SUPPLIED PASSAGE →
Segment Open

This condition as to salubrity, though not entirely dependent on the local meteorology, is no doubt largely influenced by it; for, though we can readily account for the atmospheric variations of density, electricity, and temperature, there may yet be many chemical affinities with which we are at present utterly unacquainted. Particular soils radiate the heat in greater or less abundance, and ranges of hills—such as those of the Chilterns, Winchendon, Pitchcot, Weedon, and Wing, which surround Hartwell—will modify the condensation of atmospherical vapour: but the effects ascribable to such causes, can as yet only be estimated by a patient study of the phenomena which they produce. The various consequences of a particular temperature on local situation, as relative to agriculture and comfort, are sufficiently obvious, although from inattention we are less sensitive of weather affections than other animals; but it must be confessed that experience has anticipated theory, and intelligent diligence has still to detect the art which nature uses, to direct and govern the physical forces and complicated alternations of meteorology.
The general bearing of the local climate is pretty well shown in records of the weather which Dr. Lee has had regularly kept, since 1829 to the present time; from which, and from many observations I have been enabled to make in numerous visits during each of the elapsed years, some tolerable conclusions may be drawn. My remarks, however, will principally relate to a group of ten years; for the highly improved system of register introduced lately by Mr. Glaisher, of the Greenwich Royal Observatory, will no doubt form a future discussion of the Hartwell meteorology. From the data already collected, it is seen that the usual annual extremes of weather take place in January and July; but that certain conditions of wind, and other atmospheric phenomena, occasion interruptions, so that the greatest cold may occur in a range between December and March. The prevalent winds are from W.S.W. to S.S.W., and the E.N.E. wind is the coldest in spring. The most intense heat happens during settled weather and south-easterly winds, in the summer, the maximum of the thermometer occurring between 1 and 2 P.M., and the minimum just before sunrise; and, though, of course, there are frequent anomalies under atmospheric vicissitudes, the following summary is a passable average for the local seasons of this district :
JANUARY. — Usually cold and frosty, with the thermometer near its minimum, under very small variation. In the milder winters there are strong gales, with rain, from S.W. to N.W. The mean pressure of the atmosphere is 30·20 inches, and range of the barometer 1:19 inch. The sky during this month is frequently clear and bright, but the vegetable kingdom remains in its winter quarters, protected from the rigour of the season.
FEBRUARY.—Generally gloomy and chilly, yet the mean temperature on the rise. The prevailing winds are from S. to W., followed by thaws and rain, but with occasional sharp gales from N.W. and N. The mean range of the barometer is 1:42 inch, and that of the thermometer about 25o. The trees still retain the appearance of lifeless skeletons, and the aspect of nature is dreary, although a few heralds of spring are observable.

Segment Closed

DATA UNDER STUDY →
Segment Open

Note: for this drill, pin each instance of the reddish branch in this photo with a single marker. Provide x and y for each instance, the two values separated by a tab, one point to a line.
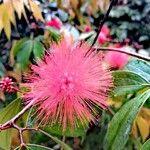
103	20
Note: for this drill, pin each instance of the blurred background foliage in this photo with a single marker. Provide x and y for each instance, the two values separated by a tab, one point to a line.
26	33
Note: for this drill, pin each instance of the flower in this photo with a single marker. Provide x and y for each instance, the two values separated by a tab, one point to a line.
6	85
55	23
87	28
104	35
68	85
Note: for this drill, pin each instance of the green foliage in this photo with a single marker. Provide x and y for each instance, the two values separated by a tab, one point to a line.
140	67
2	69
120	126
6	114
62	144
146	145
57	130
23	50
126	82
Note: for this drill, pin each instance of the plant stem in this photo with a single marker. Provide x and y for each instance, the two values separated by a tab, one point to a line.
103	20
125	52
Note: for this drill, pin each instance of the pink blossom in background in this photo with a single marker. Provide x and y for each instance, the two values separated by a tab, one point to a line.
104	35
68	85
87	28
116	60
55	23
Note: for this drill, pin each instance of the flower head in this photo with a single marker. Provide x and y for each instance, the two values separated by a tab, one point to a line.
104	35
87	28
55	23
69	86
6	85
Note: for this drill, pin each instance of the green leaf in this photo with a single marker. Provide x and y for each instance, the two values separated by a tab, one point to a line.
38	49
37	147
120	125
62	144
146	145
5	114
23	54
126	82
140	67
2	69
57	130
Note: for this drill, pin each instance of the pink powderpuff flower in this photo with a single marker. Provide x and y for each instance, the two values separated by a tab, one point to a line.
68	85
87	28
116	60
55	23
7	85
104	35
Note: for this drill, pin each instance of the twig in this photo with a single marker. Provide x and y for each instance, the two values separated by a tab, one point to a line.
103	20
125	52
101	25
63	140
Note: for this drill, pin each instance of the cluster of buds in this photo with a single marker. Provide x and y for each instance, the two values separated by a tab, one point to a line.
7	85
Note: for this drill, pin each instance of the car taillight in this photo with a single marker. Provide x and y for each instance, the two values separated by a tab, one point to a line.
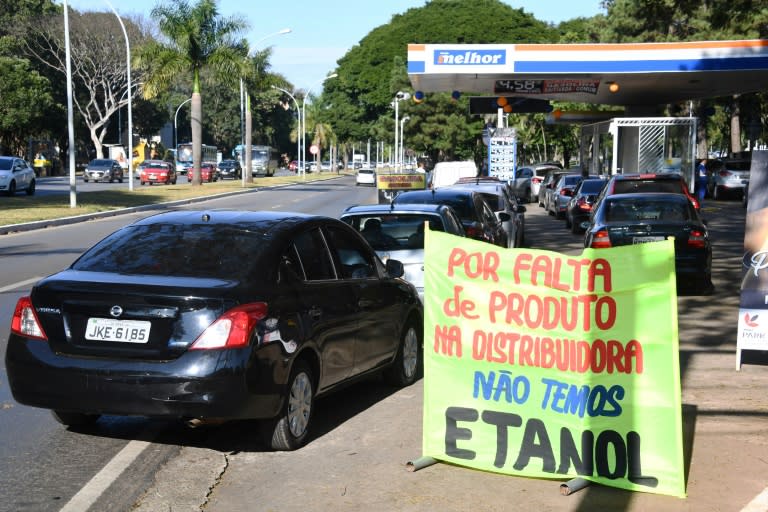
697	239
600	240
233	329
25	322
583	205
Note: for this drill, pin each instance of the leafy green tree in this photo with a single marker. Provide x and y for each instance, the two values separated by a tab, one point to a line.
198	38
24	98
371	73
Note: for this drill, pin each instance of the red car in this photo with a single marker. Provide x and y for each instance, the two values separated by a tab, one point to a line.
208	173
156	171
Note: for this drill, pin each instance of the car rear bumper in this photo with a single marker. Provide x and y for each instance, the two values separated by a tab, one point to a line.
228	384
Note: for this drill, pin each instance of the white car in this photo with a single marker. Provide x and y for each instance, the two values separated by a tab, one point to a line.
16	174
366	177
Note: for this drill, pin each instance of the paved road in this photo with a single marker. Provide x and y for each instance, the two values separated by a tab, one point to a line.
367	434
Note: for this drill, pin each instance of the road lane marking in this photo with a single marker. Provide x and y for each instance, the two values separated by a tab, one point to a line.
20	284
101	481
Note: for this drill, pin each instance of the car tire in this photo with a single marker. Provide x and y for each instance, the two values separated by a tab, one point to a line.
408	364
75	419
289	431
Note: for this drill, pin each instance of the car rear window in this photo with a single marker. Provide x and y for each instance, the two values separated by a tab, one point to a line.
646	209
630	186
206	251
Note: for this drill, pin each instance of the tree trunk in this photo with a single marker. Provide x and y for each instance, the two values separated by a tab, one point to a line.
196	115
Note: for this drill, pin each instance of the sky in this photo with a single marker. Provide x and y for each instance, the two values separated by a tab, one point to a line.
322	31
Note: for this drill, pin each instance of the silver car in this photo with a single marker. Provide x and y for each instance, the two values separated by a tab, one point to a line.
16	174
728	178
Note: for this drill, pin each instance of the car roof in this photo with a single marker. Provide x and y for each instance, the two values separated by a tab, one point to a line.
667	196
406	208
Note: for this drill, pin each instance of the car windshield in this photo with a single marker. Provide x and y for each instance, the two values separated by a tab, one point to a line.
645	210
392	232
206	251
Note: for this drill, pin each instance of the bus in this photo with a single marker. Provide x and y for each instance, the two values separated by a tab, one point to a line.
208	154
264	159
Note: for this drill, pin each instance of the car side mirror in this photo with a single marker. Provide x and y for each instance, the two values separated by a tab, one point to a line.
395	268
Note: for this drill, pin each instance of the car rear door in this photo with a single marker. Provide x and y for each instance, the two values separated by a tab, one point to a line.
376	299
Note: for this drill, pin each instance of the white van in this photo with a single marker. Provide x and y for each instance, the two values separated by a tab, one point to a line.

Segment Closed

TASK TO COMPLETE →
Please translate this sentence from the passage on the Hartwell climate into Spanish: "The prevalent winds are from W.S.W. to S.S.W., and the E.N.E. wind is the coldest in spring."

SOLVED PROBLEM →
Los vientos predominantes soplan del O.S.O. al S.S.O., y el viento del E.N.E. es el más frío en primavera.